**本文:**
+--
1発殴られたら2発殴り返すというテキサス流は、私に合っていた【坂口征二連載#11】
テキサスで待っていた憧れの〝鉄の爪〟
1968(昭和43)年6月。フロリダマットで戦い続けていた私を、さらに荒っぽいダラス(テキサス州)へと誘った人物。それは日本でもおなじみの“鉄の爪”フリッツ・フォン・エリックだった。
日本では選手として有名だが、米国内ではテキサス州のダラス地区に君臨するプロモーターとしても知られていた。
エリックは当時、フロリダで私の世話をしてくれていたデューク・ケオムカさんと非常に仲が良く、その関係でダラスとタンパは、選手の行き来が頻繁だったのだ。
ケオムカさんも「サカ、ユーの海外修行はロスが入門編、このフロリダが基礎編、そしてテキサスが応用編になるのヨ」とダラス行きを勧める。
ロサンゼルスには日本プロレスのブッカー(当時)を務めていたミスター・モトさん、フロリダにはケオムカさんがおり、練習に実戦に、そして慣れない米国生活においても何かとお世話になっていた。
そしてテキサスでは、いよいよ一人で生活し、戦い続けなければならない。正直、不安も感じたが、ケオムカさんが言う通り、すぐにダラスへの出発準備を進めた。
ところが今度はフロリダのプロモーター、エディ・グラハムが私のテキサス行きを許さない。結局、8月までタンパで戦い続け、ダラスへと渡ることになった。
テキサス州でのデビュー戦は8月13日のダラス大会。対戦相手は、私と同じくデビュー間もないテリー・ファンク、もしくはダスティ・ローデスと伝えられていた。
ダラスのオフィスでエリックと対面した私は、緊張のあまり直立不動であいさつしたものだ。実はこの時がエリックとの初対面ではなく、プロレス入り後、就労ビザの関係で日本に一時帰国していた頃、リング下から(ジャイアント)馬場さんとエリックの激闘を目撃している。
+--
レコード:

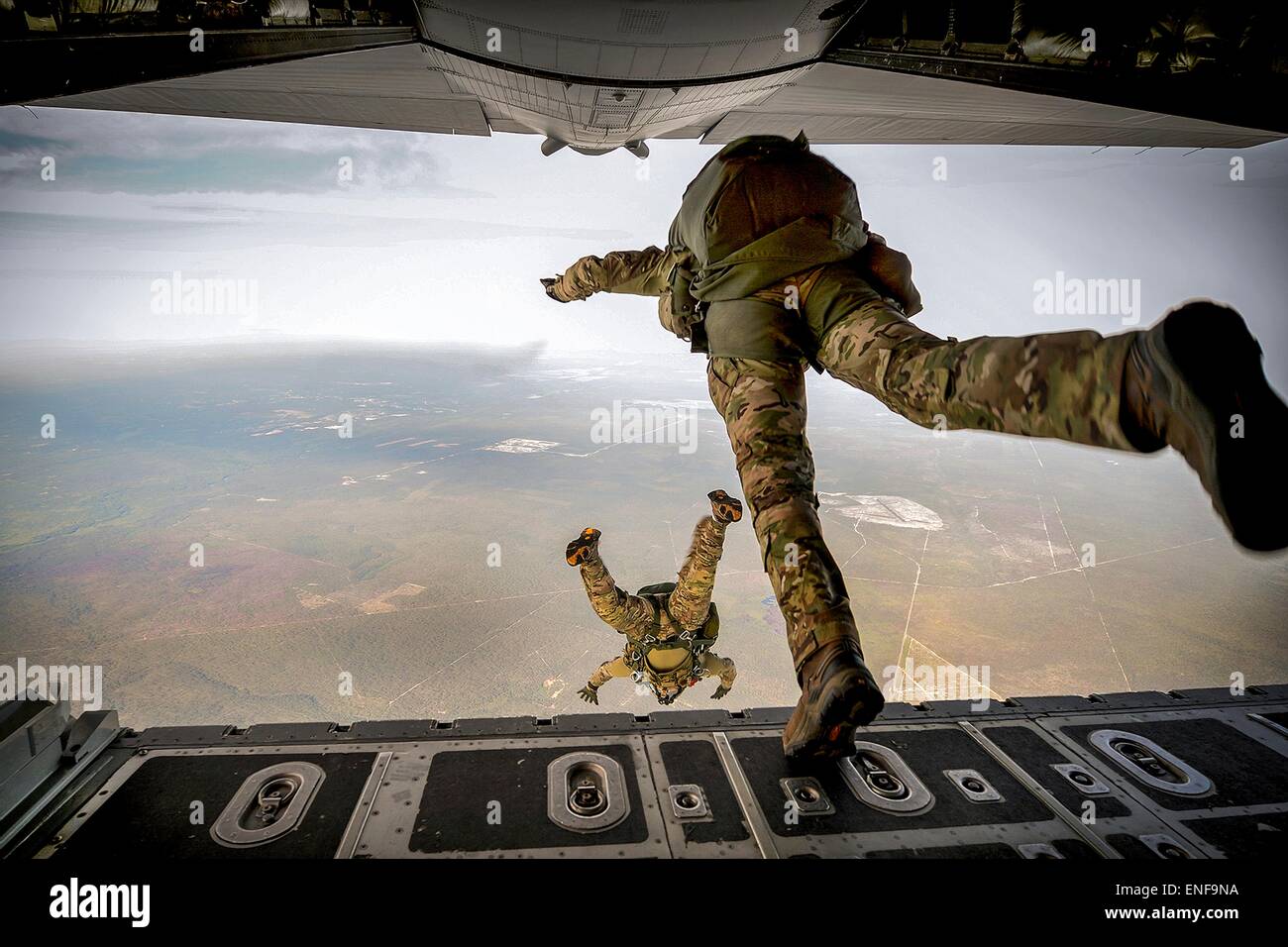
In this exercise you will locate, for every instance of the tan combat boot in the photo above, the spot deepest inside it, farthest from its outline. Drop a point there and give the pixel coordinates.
(837, 694)
(725, 509)
(584, 547)
(1194, 381)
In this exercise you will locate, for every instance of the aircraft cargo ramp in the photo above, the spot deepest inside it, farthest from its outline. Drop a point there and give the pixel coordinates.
(1149, 775)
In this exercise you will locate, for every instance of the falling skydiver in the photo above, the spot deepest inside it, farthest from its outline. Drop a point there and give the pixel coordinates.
(671, 626)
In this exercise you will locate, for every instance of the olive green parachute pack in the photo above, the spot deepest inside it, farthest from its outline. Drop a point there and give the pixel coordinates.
(763, 209)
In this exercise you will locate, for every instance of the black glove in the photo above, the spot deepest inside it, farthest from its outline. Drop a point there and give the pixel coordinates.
(549, 283)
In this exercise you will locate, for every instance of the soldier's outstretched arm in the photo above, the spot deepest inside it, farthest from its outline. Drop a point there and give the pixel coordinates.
(618, 608)
(691, 600)
(617, 668)
(638, 272)
(893, 272)
(720, 668)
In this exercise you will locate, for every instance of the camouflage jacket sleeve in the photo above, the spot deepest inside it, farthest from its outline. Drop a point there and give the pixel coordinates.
(720, 668)
(639, 272)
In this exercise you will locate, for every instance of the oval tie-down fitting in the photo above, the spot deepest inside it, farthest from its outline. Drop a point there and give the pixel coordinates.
(587, 792)
(879, 777)
(268, 804)
(1149, 763)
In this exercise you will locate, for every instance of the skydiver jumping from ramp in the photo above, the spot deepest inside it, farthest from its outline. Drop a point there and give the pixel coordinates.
(671, 626)
(771, 268)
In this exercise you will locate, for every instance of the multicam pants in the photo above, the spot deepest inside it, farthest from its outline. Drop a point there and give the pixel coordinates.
(1063, 385)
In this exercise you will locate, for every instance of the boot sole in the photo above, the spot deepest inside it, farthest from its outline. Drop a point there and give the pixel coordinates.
(844, 709)
(719, 496)
(1216, 372)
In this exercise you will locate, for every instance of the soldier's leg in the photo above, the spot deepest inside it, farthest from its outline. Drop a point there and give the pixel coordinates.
(1193, 381)
(1064, 385)
(764, 408)
(763, 405)
(691, 600)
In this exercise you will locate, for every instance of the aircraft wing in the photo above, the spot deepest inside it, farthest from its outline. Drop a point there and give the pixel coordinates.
(616, 73)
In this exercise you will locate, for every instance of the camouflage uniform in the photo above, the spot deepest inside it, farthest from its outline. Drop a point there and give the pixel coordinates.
(651, 621)
(829, 294)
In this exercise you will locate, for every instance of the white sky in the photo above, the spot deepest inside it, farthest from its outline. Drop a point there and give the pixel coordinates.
(442, 239)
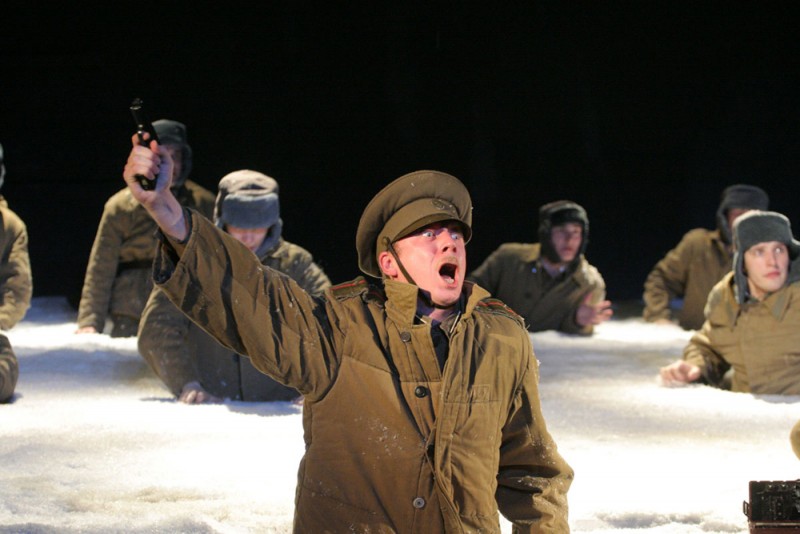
+--
**課題:**
**A)** 本文によると、坂口のテキサス州でのデビュー戦は何月何日のどこの大会だったか。
**B)** 本文から、"そしてテキサスでは、いよいよ"を含む語句で始まり"リックの激闘を目撃している。"で終わる部分を、一字も変えずに抜き出せ。
**C)** 本文でケオムカさんが海外修行の各段階に当てはめた土地の名を、それぞれの段階名とともにすべて挙げよ。

**課題別の回答:**
**A)** 8月13日のダラス大会。

**B)**
そしてテキサスでは、いよいよ一人で生活し、戦い続けなければならない。正直、不安も感じたが、ケオムカさんが言う通り、すぐにダラスへの出発準備を進めた。
ところが今度はフロリダのプロモーター、エディ・グラハムが私のテキサス行きを許さない。結局、8月までタンパで戦い続け、ダラスへと渡ることになった。
テキサス州でのデビュー戦は8月13日のダラス大会。対戦相手は、私と同じくデビュー間もないテリー・ファンク、もしくはダスティ・ローデスと伝えられていた。
ダラスのオフィスでエリックと対面した私は、緊張のあまり直立不動であいさつしたものだ。実はこの時がエリックとの初対面ではなく、プロレス入り後、就労ビザの関係で日本に一時帰国していた頃、リング下から(ジャイアント)馬場さんとエリックの激闘を目撃している。

**C)**
ロス:入門編
フロリダ:基礎編
テキサス:応用編